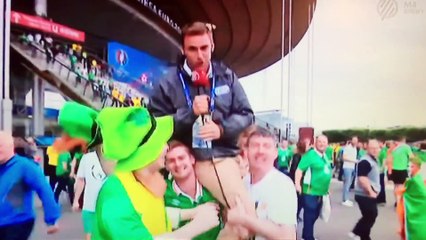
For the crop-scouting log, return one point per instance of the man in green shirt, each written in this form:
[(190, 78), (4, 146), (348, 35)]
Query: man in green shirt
[(399, 158), (381, 198), (420, 152), (185, 197), (65, 183), (316, 171), (285, 153)]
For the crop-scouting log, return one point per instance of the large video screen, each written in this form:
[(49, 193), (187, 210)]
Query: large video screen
[(134, 67)]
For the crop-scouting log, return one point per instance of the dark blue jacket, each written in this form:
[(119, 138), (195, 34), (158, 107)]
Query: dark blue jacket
[(232, 109), (19, 178)]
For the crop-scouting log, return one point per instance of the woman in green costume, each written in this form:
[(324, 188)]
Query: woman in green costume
[(130, 205)]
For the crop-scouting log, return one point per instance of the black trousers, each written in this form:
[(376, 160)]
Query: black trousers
[(17, 231), (381, 198), (368, 208), (65, 183)]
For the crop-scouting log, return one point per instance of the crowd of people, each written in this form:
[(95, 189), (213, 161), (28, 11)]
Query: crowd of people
[(97, 74), (191, 165)]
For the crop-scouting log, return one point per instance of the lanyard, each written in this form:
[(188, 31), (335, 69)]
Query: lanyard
[(188, 95)]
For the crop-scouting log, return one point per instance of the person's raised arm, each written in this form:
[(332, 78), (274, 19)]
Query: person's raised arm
[(160, 104), (241, 112), (34, 178)]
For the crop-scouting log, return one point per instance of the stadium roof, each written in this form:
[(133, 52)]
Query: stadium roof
[(247, 37)]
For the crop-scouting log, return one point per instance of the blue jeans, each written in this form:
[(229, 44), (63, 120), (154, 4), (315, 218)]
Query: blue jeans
[(312, 208), (283, 170), (348, 174)]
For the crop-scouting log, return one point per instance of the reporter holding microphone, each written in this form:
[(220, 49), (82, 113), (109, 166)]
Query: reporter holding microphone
[(210, 110)]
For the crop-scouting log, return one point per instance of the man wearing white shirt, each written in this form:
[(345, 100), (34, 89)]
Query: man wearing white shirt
[(90, 178), (349, 162), (273, 192)]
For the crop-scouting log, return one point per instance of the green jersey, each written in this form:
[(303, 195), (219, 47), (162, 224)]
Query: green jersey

-*-*-

Exercise:
Reproduce all entries exactly. Pictures do not belong in the copy.

Result of the exercise:
For the crop-scouting log, return one point per instance of the man in green shirt, each written in this form:
[(190, 78), (4, 146), (348, 35)]
Query: man in green shirt
[(399, 158), (381, 198), (420, 152), (185, 197), (65, 183), (316, 171), (285, 153)]
For the crop-scouting log, return one point per instance of the large video screen, each written in this form:
[(49, 193), (187, 210)]
Query: large video screen
[(134, 67)]
For the crop-scouting log, return one point per instance of the dark blue jacket, each written in this form:
[(119, 138), (195, 34), (158, 107)]
Query: dark blue jacket
[(232, 109), (19, 178)]
For the crop-scouting log, return one point per instance of the woman in green costume, each written in this form:
[(324, 188)]
Query: woman in green costume
[(130, 205)]
For the crop-scouting log, return one point per instance of the black trousers, each written in this form:
[(376, 160)]
Query: black trousers
[(17, 231), (381, 198), (368, 208), (65, 183)]
For the crop-scouting log, return one point per instance of the crowd of people, each written in this form:
[(95, 189), (213, 161), (28, 11)]
Query: crowd of people
[(97, 74), (191, 165)]
For the crop-scouting log, return one point per instance of the lanyard, each written in this form:
[(188, 31), (335, 69)]
Query: lanyard
[(188, 95)]
For the crop-scouting log, return one point per instance of the person's raised arm, each written in this form:
[(332, 78), (274, 19)]
Query: person's raised arm
[(160, 104), (241, 112), (34, 178)]
For the crop-scouting log, return one point per instance of the stadium roof, each written in this form:
[(133, 52)]
Query: stadium roof
[(247, 37)]
For the crop-scouting log, return one point per instance of the blue jeans, each written in this form:
[(229, 44), (63, 120), (154, 4), (315, 218)]
Query: blue jeans
[(312, 208), (283, 170), (348, 174)]
For the crop-scouting log, return one point per instance of the reporter holding microphone, each written in this form:
[(220, 49), (82, 113), (109, 166)]
Query: reporter holding microphone
[(210, 110)]
For the crop-scouting log, return one point per instance of the man wearing white shirt, each written in this form:
[(345, 100), (34, 89)]
Query: man wearing white shirt
[(90, 178), (349, 162), (273, 192)]
For the crop-scouting log, return one point per instance of the green jersey, each written in this form:
[(303, 195), (219, 47), (162, 224)]
Query: green jersey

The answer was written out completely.